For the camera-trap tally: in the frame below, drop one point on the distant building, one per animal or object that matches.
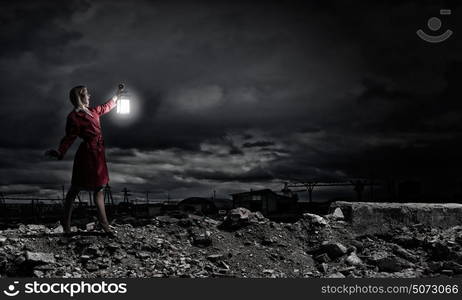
(204, 205)
(266, 201)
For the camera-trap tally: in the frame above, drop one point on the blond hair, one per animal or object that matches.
(76, 94)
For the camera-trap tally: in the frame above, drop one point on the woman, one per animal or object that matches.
(90, 170)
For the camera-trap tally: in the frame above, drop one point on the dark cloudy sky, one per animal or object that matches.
(233, 95)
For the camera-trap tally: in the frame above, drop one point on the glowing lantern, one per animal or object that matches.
(123, 105)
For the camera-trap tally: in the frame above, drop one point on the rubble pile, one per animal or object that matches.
(244, 244)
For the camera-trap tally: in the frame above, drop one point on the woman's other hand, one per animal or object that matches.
(53, 154)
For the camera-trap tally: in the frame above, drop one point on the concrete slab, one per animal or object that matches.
(378, 217)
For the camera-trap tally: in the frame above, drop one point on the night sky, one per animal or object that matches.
(234, 95)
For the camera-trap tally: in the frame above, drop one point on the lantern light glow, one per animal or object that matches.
(123, 107)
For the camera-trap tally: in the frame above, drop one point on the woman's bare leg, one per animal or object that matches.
(99, 201)
(70, 198)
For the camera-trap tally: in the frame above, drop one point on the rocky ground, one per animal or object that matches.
(244, 245)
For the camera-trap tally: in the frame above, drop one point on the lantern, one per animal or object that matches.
(123, 105)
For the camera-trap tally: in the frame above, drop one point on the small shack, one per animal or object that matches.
(266, 201)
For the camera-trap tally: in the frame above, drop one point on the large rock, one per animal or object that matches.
(315, 219)
(375, 217)
(40, 257)
(387, 262)
(353, 259)
(332, 249)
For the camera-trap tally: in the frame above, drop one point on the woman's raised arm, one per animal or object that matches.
(106, 107)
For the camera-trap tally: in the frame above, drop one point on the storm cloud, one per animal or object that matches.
(232, 96)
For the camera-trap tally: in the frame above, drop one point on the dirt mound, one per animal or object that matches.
(249, 246)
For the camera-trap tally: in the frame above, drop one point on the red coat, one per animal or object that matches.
(90, 169)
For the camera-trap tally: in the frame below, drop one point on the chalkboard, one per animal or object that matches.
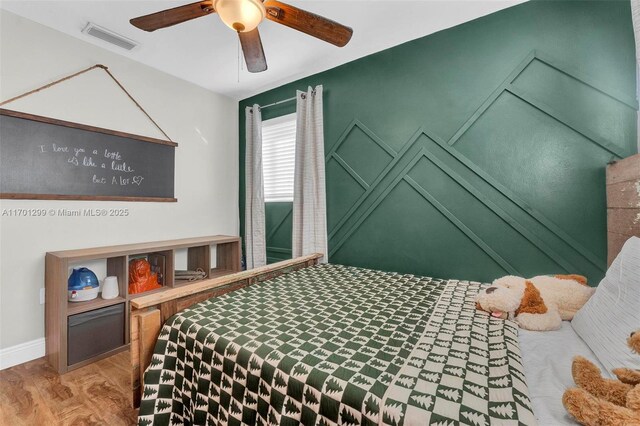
(45, 158)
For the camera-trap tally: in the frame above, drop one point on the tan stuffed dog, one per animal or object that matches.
(605, 402)
(539, 303)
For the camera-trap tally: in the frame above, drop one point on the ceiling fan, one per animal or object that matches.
(244, 16)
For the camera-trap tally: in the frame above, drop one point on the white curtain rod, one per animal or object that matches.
(279, 102)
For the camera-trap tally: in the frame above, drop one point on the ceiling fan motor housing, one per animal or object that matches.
(240, 15)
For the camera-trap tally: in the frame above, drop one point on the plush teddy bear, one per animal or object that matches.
(605, 402)
(539, 303)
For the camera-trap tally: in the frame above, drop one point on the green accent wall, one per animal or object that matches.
(478, 151)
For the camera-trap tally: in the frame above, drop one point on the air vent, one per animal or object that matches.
(109, 36)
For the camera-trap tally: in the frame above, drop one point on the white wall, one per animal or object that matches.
(203, 123)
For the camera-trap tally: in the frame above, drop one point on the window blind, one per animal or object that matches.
(278, 157)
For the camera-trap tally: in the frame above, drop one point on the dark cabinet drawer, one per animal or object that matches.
(95, 332)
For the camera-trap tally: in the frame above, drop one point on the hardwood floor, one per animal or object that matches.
(97, 394)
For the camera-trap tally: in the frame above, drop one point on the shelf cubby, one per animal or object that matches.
(58, 264)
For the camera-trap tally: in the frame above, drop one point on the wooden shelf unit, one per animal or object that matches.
(57, 269)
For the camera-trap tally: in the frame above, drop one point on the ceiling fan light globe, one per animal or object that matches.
(240, 15)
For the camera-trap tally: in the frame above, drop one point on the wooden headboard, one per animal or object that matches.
(623, 203)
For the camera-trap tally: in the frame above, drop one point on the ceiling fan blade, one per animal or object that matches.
(308, 23)
(176, 15)
(253, 52)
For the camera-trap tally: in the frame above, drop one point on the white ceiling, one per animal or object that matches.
(204, 51)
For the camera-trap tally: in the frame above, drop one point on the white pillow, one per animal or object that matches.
(613, 312)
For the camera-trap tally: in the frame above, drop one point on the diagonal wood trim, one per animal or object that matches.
(375, 183)
(492, 97)
(461, 226)
(375, 203)
(510, 195)
(508, 219)
(347, 168)
(577, 74)
(564, 120)
(539, 217)
(571, 72)
(357, 123)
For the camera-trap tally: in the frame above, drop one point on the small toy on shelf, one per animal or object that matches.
(141, 278)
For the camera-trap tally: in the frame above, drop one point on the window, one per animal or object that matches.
(278, 157)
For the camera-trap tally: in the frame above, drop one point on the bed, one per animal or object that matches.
(298, 342)
(331, 344)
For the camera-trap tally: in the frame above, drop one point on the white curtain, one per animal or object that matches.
(309, 194)
(635, 17)
(254, 227)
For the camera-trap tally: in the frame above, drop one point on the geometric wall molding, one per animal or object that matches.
(371, 171)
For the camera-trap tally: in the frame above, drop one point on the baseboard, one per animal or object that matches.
(21, 353)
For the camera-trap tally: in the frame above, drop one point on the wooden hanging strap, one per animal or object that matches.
(103, 67)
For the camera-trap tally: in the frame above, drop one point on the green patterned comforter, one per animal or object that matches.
(338, 345)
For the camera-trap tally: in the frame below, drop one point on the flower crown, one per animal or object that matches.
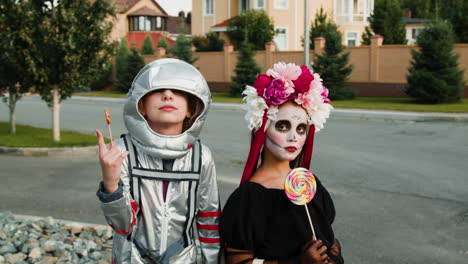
(287, 82)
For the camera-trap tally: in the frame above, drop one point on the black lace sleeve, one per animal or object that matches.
(240, 223)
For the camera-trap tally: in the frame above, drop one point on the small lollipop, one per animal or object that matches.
(107, 114)
(300, 187)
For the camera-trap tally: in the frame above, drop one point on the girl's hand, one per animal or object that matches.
(314, 252)
(111, 160)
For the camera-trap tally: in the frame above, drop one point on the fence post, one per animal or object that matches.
(374, 63)
(270, 47)
(161, 52)
(228, 48)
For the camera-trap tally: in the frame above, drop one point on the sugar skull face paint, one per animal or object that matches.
(286, 136)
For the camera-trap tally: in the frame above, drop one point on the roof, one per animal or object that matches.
(123, 6)
(409, 20)
(136, 38)
(174, 22)
(146, 11)
(222, 26)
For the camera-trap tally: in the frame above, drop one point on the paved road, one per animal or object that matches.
(399, 187)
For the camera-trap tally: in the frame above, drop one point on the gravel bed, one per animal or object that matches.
(48, 240)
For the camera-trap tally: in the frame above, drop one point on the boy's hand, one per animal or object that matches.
(314, 253)
(111, 160)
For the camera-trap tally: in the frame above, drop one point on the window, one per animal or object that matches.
(351, 38)
(243, 5)
(259, 4)
(146, 23)
(209, 7)
(281, 4)
(281, 38)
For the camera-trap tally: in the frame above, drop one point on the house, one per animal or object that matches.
(135, 19)
(413, 26)
(287, 15)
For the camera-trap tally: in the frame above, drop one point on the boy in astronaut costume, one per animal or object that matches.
(158, 179)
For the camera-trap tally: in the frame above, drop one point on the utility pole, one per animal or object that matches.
(306, 33)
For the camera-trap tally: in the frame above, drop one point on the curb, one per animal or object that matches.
(65, 222)
(54, 152)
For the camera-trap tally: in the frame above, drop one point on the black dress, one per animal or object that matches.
(264, 221)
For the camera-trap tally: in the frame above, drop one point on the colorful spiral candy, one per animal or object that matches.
(300, 186)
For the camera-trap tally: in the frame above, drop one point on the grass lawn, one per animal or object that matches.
(374, 103)
(33, 137)
(401, 104)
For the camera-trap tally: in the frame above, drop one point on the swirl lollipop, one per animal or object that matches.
(300, 187)
(107, 114)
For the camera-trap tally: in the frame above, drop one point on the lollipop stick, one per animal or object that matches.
(310, 222)
(110, 132)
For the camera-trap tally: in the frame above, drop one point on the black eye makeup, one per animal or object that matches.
(301, 129)
(283, 125)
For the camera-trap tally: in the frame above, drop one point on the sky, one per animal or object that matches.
(173, 7)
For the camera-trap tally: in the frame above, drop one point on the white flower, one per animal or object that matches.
(255, 108)
(320, 115)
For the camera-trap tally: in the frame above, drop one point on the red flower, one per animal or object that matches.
(302, 83)
(261, 83)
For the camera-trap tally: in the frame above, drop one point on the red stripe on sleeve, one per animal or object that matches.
(207, 227)
(209, 214)
(209, 240)
(119, 231)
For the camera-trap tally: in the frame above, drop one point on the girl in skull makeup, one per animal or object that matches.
(285, 107)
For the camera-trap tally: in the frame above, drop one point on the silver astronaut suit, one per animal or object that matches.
(147, 228)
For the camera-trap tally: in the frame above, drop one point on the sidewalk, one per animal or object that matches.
(339, 112)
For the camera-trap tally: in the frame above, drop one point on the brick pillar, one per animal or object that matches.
(228, 49)
(270, 48)
(161, 52)
(319, 45)
(374, 58)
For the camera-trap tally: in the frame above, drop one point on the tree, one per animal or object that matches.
(15, 54)
(73, 37)
(251, 25)
(147, 47)
(333, 65)
(246, 69)
(319, 27)
(434, 76)
(459, 19)
(211, 42)
(366, 36)
(121, 62)
(387, 20)
(183, 47)
(134, 62)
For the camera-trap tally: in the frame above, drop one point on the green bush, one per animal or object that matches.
(254, 26)
(434, 76)
(162, 43)
(135, 62)
(333, 65)
(183, 48)
(121, 60)
(211, 42)
(246, 69)
(147, 48)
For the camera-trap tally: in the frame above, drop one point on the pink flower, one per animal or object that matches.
(325, 95)
(261, 83)
(302, 83)
(285, 72)
(275, 93)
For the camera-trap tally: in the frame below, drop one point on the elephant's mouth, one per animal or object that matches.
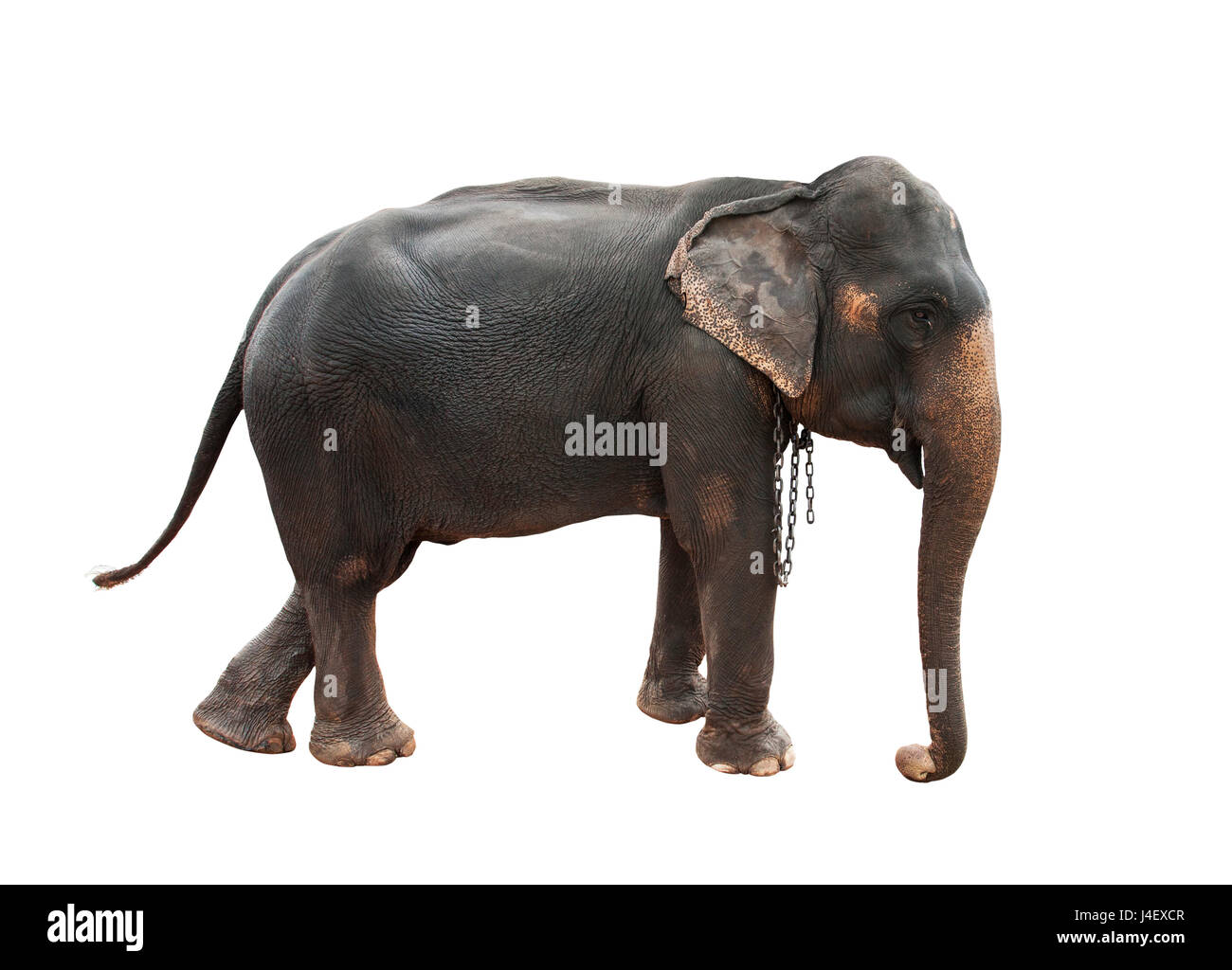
(911, 461)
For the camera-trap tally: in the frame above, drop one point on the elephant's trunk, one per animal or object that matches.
(959, 424)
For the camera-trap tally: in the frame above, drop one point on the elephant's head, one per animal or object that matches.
(857, 296)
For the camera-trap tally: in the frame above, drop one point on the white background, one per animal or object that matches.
(161, 165)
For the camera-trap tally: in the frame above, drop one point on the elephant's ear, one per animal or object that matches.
(744, 278)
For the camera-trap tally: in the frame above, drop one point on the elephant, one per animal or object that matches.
(506, 360)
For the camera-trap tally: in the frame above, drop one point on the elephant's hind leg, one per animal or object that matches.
(247, 707)
(355, 724)
(673, 691)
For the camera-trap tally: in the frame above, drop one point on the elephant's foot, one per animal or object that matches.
(249, 726)
(361, 741)
(673, 698)
(752, 746)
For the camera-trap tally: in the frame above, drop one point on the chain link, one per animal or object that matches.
(783, 549)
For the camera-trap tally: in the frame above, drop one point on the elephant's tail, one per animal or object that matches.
(226, 406)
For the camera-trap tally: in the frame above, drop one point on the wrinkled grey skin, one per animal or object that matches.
(688, 307)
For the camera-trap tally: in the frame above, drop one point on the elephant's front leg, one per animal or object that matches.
(735, 588)
(673, 690)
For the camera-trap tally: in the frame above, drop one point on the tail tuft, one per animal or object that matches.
(226, 406)
(115, 576)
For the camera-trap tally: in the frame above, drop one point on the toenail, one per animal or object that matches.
(764, 767)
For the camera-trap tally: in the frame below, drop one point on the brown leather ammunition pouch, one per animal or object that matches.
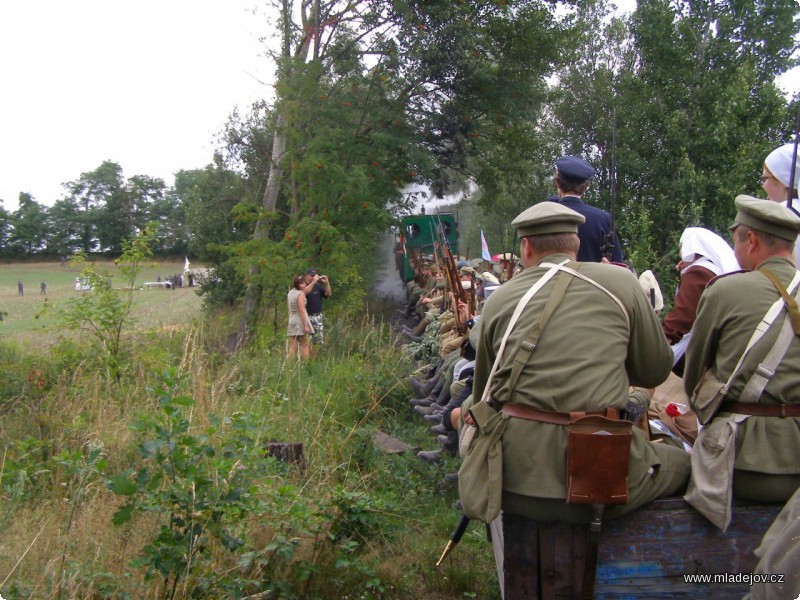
(598, 450)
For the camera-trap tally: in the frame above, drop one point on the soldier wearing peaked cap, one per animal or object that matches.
(596, 343)
(751, 440)
(572, 180)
▬▬▬
**Work to do**
Repeat exactly the lines in the entries from the one containing "background, one per animal or object that matches." to the final line, inclusive, and nothing beyond them; skip pictures.

**Response to this exercise**
For the camera-trap tally: in the frame above, drop one point on the white background, one per animal or object that matches.
(161, 165)
For the camera-trap tally: in the frame above, drop one point on the elephant's ear, one per animal or object that matches.
(744, 278)
For the camera-trap tally: in the frame above, drop one point on the elephant, one per animal or object that matches.
(506, 360)
For the camera-trap tally: in the frame above, drop one point on the elephant's hind leg, one per animal or object that matches.
(247, 707)
(355, 724)
(673, 691)
For the camera-trap tally: in the frame above, drop one point on the elephant's foot, one per animal or object that matches.
(249, 726)
(361, 741)
(673, 698)
(752, 746)
For the camera-trap tally: in the frame above, drop one point on the chain link, one per animal or object that matches.
(783, 549)
For the camera-trap tally: in the frame above, drop one point on the elephant's tail, one per animal or object that matches.
(226, 406)
For the camera-trap tally: in the frame above, drop one point on the wrinkled grey skin, one per animal or object that matches.
(688, 307)
For the camera-trap tally: in the frame above, drop one point on the elephant's front leg, one per animal or object that matches.
(735, 588)
(673, 690)
For the camera-trap tally: in the frame above, drop one point on the tail tuft, one per animal or object that matches.
(226, 406)
(115, 576)
For the camera-trap tally: in the frame above, drop one point on the toenail, one per animal or object that matches.
(764, 767)
For the camera-trap tally: in the frame below, drop one point on the brown leather ammunition pouch, one per animal or object that matches.
(598, 450)
For the camera-trap tally: in the frame above, drop one point on the soldier wearing peaked cap, one per animal or object that matches.
(596, 343)
(751, 440)
(572, 180)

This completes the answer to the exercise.